- **Text provided**:
Artists chosen for the project gathered in downtown Mount Airy last week for the first artist meeting, which included a time to meet one another and share the inspiration behind their design ideas.

Downtown Coordinator Lizzie Morrison gave each artist a packet of information to launch them into the creative projects, including advice on what type of paint to use — paint that will ensure their creations will be protected, since the fiddles will be on exhibit throughout the downtown Mount Airy area from May through October.

Morrison said the artists needed to use professional-grade acrylic paint with a high resin level, in order to keep the paint from fading from sunlight over time. She also reminded the artists not to use much water to dilute the paint, which would “affect adhesion and color permanence” since the fiddle sculptures would remain outside. After completion, sculptures will be clear-coated to protect them from the elements.

Artist Kayla Ellis of Mount Airy, whose metaphorical design includes inspiration from dressmakers, quilters, and women artists who inspire her, said she was truly honored to be chosen as one of the artists. “I started to tear up, thinking that my children would have a legacy of my art in our town,” Ellis said, describing her initial reaction to the news her design was chosen.

Philip Ernst of Cana, Va., a lifelong artist, said he was “thrilled” to hear that Downtown Coordinator Lizzie Morrison was helping to create opportunities for local artists to “show off and expand our art community.” Ernst said his design incorporated native flowers with Mount Airy Granite, which was something he thought that locals would enjoy, but would also “tie in nicely with our community.” “I think it’s going to be beautiful during all seasons, whether covered in snow or on a rainy day.”

McKenzie Sumner said that although he does not consider himself a professional artist, he thought this would be great opportunity to participate in Mount Airy’s first Fiddle Crawl. Sumner said he had been to places with public art initiatives: “I really thought it was a cool concept, so I threw my design in the mix and I was excited to find out I was chosen and am now looking forward to starting the process.”

Sumner said he initially designed a North Carolina theme, which attracted the attention of Old North State Winery, and while discussing his design with Ellie Webb, they worked together to modify the fiddle art to include “more of a wine theme.”

After the public art display, fiddles will be auctioned off to the highest bidder, to support funding for downtown economic development.

A total of 23 artist designs were submitted to the Mount Airy Downtown group and evaluated by the promotions committee, then potential sponsors chose the artist they wanted to work with, narrowing the group of artists down to 12.

Artists from across the region sent in two-dimensional designs to represent their vision for the large, three-dimensional fiberglass fiddle sculptures, which will arrive in early February, primed and ready to paint.

Artists will work on their creations until the due date of April 7, Main Street Coordinator Lizzie Morrison explained, and the Fiddle Crawl sculpture reveal will take place on May 2 at the Historic Earle Theatre. The fiddles will be placed downtown by the time Budbreak Wine Festival begins on May 3. Morrison said plans were in the works to have an art show for the Fiddle Crawl artists during the festival. Plaques on the base of each fiddle will recognize the sponsor and the artist.

Fiddle Crawl artists selected include:

• Kayla Ellis, sponsored by F. Rees Clothing Company (permanent fiddle)

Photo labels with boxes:
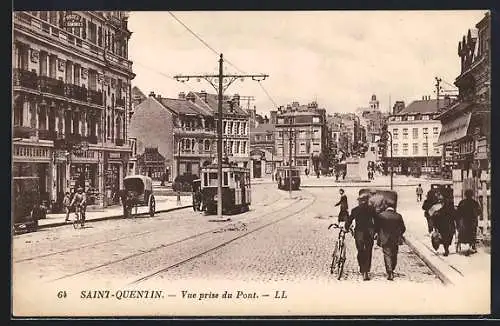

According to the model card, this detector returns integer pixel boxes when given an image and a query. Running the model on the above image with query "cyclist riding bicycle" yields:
[70,187,87,224]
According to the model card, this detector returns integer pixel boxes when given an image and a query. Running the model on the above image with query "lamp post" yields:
[380,130,394,190]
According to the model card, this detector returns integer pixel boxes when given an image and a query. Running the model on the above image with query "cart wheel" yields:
[149,196,156,217]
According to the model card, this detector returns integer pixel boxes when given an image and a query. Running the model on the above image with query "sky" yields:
[129,10,486,114]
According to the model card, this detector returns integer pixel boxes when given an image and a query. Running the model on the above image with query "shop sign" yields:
[109,153,121,160]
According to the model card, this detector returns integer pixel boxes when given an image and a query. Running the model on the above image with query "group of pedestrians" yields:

- **What this exercise asks**:
1/ Quote the passage of the Fiddle Crawl article that begins with the words containing "After the public" and ends with "ready to paint.".
2/ In the records, take the stretch that begins with the first line of the records and ends with the line containing "[109,153,121,160]", and rewrite only those lines with "lamp post" changed to "street light" and nothing else altered. Leave the pictures out of your answer.

- **Outputs by task**:
1/
After the public art display, fiddles will be auctioned off to the highest bidder, to support funding for downtown economic development.

A total of 23 artist designs were submitted to the Mount Airy Downtown group and evaluated by the promotions committee, then potential sponsors chose the artist they wanted to work with, narrowing the group of artists down to 12.

Artists from across the region sent in two-dimensional designs to represent their vision for the large, three-dimensional fiberglass fiddle sculptures, which will arrive in early February, primed and ready to paint.

2/
According to the model card, this detector returns integer pixel boxes when given an image and a query. Running the model on the above image with query "cyclist riding bicycle" yields:
[70,187,87,224]
According to the model card, this detector returns integer pixel boxes when given an image and a query. Running the model on the above image with query "street light" yields:
[380,130,394,190]
According to the model card, this detector returns integer pixel boxes when given an image and a query. Running the model on the above image with query "cart wheel" yields:
[149,196,156,217]
According to the model card, this detector returns integer pixel boxes when given an image and a query. Running the model on the above image with query "sky" yields:
[129,10,486,114]
According to the model card, this detector returns integer pixel boxes when given an image and a query. Running the model on the above image with query "shop sign" yields:
[109,153,121,160]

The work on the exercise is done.